▶ [TASK DIRECTIONS] Output every entry exactly as written.

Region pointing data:

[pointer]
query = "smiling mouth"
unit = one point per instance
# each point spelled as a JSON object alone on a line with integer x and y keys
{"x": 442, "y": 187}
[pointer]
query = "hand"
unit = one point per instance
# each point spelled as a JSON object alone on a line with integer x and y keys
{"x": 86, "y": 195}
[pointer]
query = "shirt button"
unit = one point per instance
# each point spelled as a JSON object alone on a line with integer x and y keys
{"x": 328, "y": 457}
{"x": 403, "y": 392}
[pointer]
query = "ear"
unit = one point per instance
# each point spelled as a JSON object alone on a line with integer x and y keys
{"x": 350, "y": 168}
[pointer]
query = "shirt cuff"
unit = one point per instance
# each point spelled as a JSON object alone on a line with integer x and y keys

▶ [TASK RESULT]
[pointer]
query = "smiling mouth"
unit = one point per instance
# each point spelled as a JSON object alone on a line with integer x and y keys
{"x": 442, "y": 187}
[pointer]
query = "hand"
unit = one point per instance
# each point spelled as a JSON object alone on a line with integer x and y keys
{"x": 86, "y": 195}
[pointer]
query = "shirt button"
unit = one point per instance
# each point spelled as a JSON object alone on a line with integer x and y keys
{"x": 328, "y": 457}
{"x": 403, "y": 392}
[pointer]
query = "ear"
unit = one point per instance
# each point spelled as a JSON object alone on a line with integer x and y keys
{"x": 350, "y": 168}
[pointer]
query = "shirt cuff"
unit = one point per instance
# each point spelled as a JSON object alone on a line with integer x and y keys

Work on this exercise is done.